— START OF THE INPUT —
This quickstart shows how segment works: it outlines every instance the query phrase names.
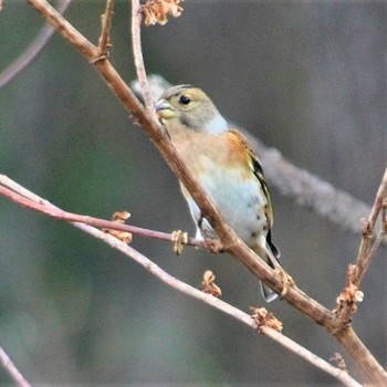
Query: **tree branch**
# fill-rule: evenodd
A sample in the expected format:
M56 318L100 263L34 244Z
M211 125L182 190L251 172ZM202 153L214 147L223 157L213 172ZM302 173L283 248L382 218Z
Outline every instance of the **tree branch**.
M20 387L31 387L31 385L24 379L23 375L15 367L13 362L7 355L6 351L0 346L0 362L2 366L7 369L8 374Z
M154 101L172 86L157 74L150 74L148 81ZM130 86L136 95L142 97L139 82L133 81ZM275 187L284 196L294 198L297 205L310 208L342 229L356 234L360 232L359 220L372 211L370 206L355 199L348 192L335 188L320 177L294 166L282 156L280 150L266 147L245 128L237 124L233 126L249 138L257 150L271 187Z
M29 0L29 2L49 20L69 42L77 48L91 63L93 63L94 67L105 79L106 83L114 91L123 105L136 117L178 179L189 190L203 216L215 229L218 238L224 244L226 250L238 258L255 276L278 293L281 293L283 284L280 275L276 275L262 260L258 259L258 257L238 238L233 230L222 222L212 202L206 198L201 187L195 181L189 170L187 170L181 163L160 125L153 119L151 113L147 112L139 104L132 91L106 59L95 61L95 59L98 59L97 48L65 21L46 1ZM337 332L337 326L334 325L335 320L333 313L308 297L297 287L290 287L285 300L317 324L323 325L328 332ZM339 331L339 333L343 333L343 330ZM358 352L354 348L363 346L367 354L368 351L356 335L342 335L339 338L343 346L346 347L349 355L359 367L365 370L373 383L387 383L386 373L372 354L369 354L370 356L358 357Z
M85 224L94 226L101 229L130 232L134 234L138 234L140 237L151 238L164 242L174 242L172 234L170 233L63 211L59 207L50 203L48 200L43 200L34 196L34 194L27 190L24 187L21 187L15 181L11 180L9 177L4 175L0 175L0 195L4 196L6 198L14 201L15 203L24 208L28 208L32 211L35 211L42 215L46 215L54 219L70 221L70 222L85 223ZM197 248L205 248L203 242L196 238L188 238L185 244L195 245Z
M69 212L62 211L56 206L50 203L48 200L29 191L28 189L18 185L13 180L0 175L0 184L4 184L4 182L7 182L7 186L12 187L13 190L17 190L18 192L20 192L19 196L21 196L21 194L22 194L22 196L25 198L25 200L30 201L30 203L35 203L38 206L44 206L46 215L53 216L53 215L56 215L60 212L62 212L62 215L69 213ZM3 188L3 187L0 187L0 194L2 194L1 188ZM19 201L19 203L20 203L20 201ZM33 209L32 206L30 208ZM53 216L53 217L57 218L56 216ZM83 218L93 219L90 217L83 217ZM61 217L60 219L63 219L63 220L72 223L74 227L81 229L82 231L93 236L94 238L104 241L105 243L111 245L113 249L119 250L122 253L132 258L134 261L136 261L138 264L140 264L148 272L150 272L153 275L158 278L160 281L163 281L167 285L176 289L177 291L179 291L179 292L181 292L190 297L199 300L199 301L230 315L231 317L240 321L241 323L243 323L243 324L245 324L245 325L248 325L251 328L257 331L257 328L258 328L257 323L254 322L254 320L252 318L251 315L242 312L241 310L237 308L236 306L232 306L231 304L229 304L222 300L219 300L219 299L212 296L211 294L207 294L202 291L199 291L198 289L176 279L175 276L172 276L169 273L167 273L166 271L164 271L160 266L158 266L155 262L149 260L147 257L145 257L144 254L142 254L137 250L133 249L130 245L127 245L126 243L122 242L121 240L90 226L88 223L87 224L85 222L81 223L77 220L74 220L77 218L72 217L72 215L71 215L71 217ZM108 223L111 223L111 222L108 222ZM271 339L273 339L274 342L276 342L281 346L285 347L286 349L293 352L297 356L302 357L306 362L311 363L315 367L317 367L317 368L324 370L325 373L332 375L333 377L337 378L345 386L354 386L354 387L360 386L346 372L343 372L343 370L338 369L337 367L332 366L331 364L328 364L327 362L325 362L321 357L316 356L312 352L307 351L303 346L299 345L297 343L295 343L291 338L286 337L282 333L271 328L270 326L261 325L261 326L259 326L259 332L262 333L263 335L270 337ZM2 353L1 353L1 347L0 347L0 358L1 359L3 358ZM6 357L4 357L4 359L6 359ZM6 363L7 362L3 362L3 364L6 364ZM7 363L7 364L8 364L8 366L10 365L10 363ZM12 367L9 367L9 369L10 369L10 372L12 370L12 373L13 373ZM28 384L24 384L24 385L20 384L20 386L28 387L29 385Z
— END OF THE INPUT —
● WRITTEN INSTRUCTION:
Transcribe every line of the items above without alteration, leaving out the pictures.

● OUTPUT FOR THIS TASK:
This quickstart shows how segment works: it outlines every instance the query phrase names.
Query: **tree branch**
# fill-rule: evenodd
A sample in the expected format:
M56 318L100 263L34 244Z
M211 125L182 190L251 172ZM202 153L214 147L223 157L213 172ZM302 173L283 248L382 218Z
Outline every instance of the **tree branch**.
M20 387L31 387L31 385L24 379L23 375L15 367L13 362L7 355L6 351L0 346L0 362L2 366L7 369L8 374Z
M154 101L172 86L157 74L150 74L148 81ZM130 86L136 95L142 97L139 82L133 81ZM275 187L284 196L294 198L297 205L310 208L342 229L356 234L360 232L359 220L372 211L370 206L355 199L348 192L335 188L320 177L294 166L282 156L280 150L266 147L245 128L237 124L233 126L249 138L257 150L271 187Z
M29 0L29 2L49 20L69 42L77 48L91 63L93 63L94 67L105 79L106 83L114 91L123 105L136 117L178 179L189 190L203 216L215 229L218 238L224 244L226 250L238 258L255 276L278 293L281 293L283 284L280 275L276 275L262 260L258 259L258 257L238 238L233 230L222 222L212 202L206 198L201 187L195 181L189 170L187 170L181 163L160 125L153 119L151 113L147 112L139 104L132 91L106 59L95 61L95 59L98 59L97 48L65 21L46 1ZM337 332L337 326L334 325L335 320L333 313L308 297L297 287L290 287L285 300L317 324L323 325L328 332ZM339 331L339 333L343 333L343 330ZM358 352L354 348L363 346L367 354L368 351L356 335L342 335L339 338L343 346L346 347L349 355L359 367L365 370L373 383L387 383L386 373L372 354L369 354L370 356L358 357Z
M85 224L94 226L101 229L130 232L134 234L138 234L140 237L151 238L164 242L174 242L172 234L170 233L63 211L59 207L50 203L48 200L43 200L34 196L34 194L27 190L24 187L21 187L15 181L11 180L9 177L4 175L0 175L0 195L4 196L6 198L14 201L15 203L24 208L28 208L32 211L35 211L42 215L46 215L54 219L70 221L70 222L85 223ZM197 248L205 248L203 242L196 238L188 238L185 244L195 245Z
M69 212L62 211L56 206L50 203L48 200L29 191L28 189L18 185L13 180L0 175L0 184L4 184L4 182L7 182L7 186L12 187L13 190L17 190L18 192L20 192L19 196L21 196L21 194L22 194L22 196L25 198L25 200L30 201L30 203L35 203L38 206L44 206L46 215L53 216L53 215L56 215L60 212L62 212L62 215L69 213ZM3 188L3 187L0 187L0 194L2 194L1 188ZM19 201L19 203L20 203L20 201ZM33 209L32 206L30 208ZM53 216L53 217L57 218L56 216ZM83 218L93 219L90 217L83 217ZM61 217L60 219L63 219L63 220L72 223L74 227L81 229L82 231L93 236L94 238L104 241L105 243L111 245L113 249L119 250L122 253L132 258L134 261L136 261L138 264L140 264L148 272L150 272L153 275L158 278L160 281L163 281L167 285L176 289L177 291L179 291L179 292L181 292L190 297L199 300L199 301L230 315L231 317L240 321L241 323L243 323L243 324L245 324L245 325L248 325L251 328L257 331L257 328L258 328L257 323L254 322L254 320L252 318L251 315L242 312L241 310L237 308L236 306L232 306L231 304L229 304L222 300L219 300L219 299L212 296L211 294L207 294L202 291L199 291L198 289L176 279L175 276L172 276L169 273L167 273L166 271L164 271L160 266L158 266L155 262L149 260L147 257L145 257L144 254L142 254L137 250L133 249L130 245L127 245L126 243L122 242L121 240L90 226L88 223L87 224L85 222L81 223L77 220L74 220L77 218L72 217L72 215L71 215L71 217ZM108 223L111 223L111 222L108 222ZM271 339L273 339L274 342L276 342L281 346L285 347L286 349L293 352L297 356L302 357L306 362L311 363L315 367L317 367L317 368L324 370L325 373L332 375L333 377L337 378L345 386L354 386L354 387L360 386L346 372L343 372L343 370L338 369L337 367L332 366L331 364L328 364L327 362L325 362L321 357L316 356L312 352L307 351L303 346L299 345L297 343L295 343L291 338L286 337L282 333L271 328L270 326L261 325L261 326L259 326L259 332L262 333L263 335L270 337ZM2 353L1 353L1 347L0 347L0 358L1 359L3 358ZM6 357L4 357L4 359L6 359ZM6 363L7 362L3 362L3 364L6 364ZM7 363L7 364L8 364L8 366L10 365L10 363ZM12 367L9 367L9 369L10 369L10 372L12 370L12 373L13 373ZM28 384L24 384L24 385L20 384L20 386L28 387L29 385Z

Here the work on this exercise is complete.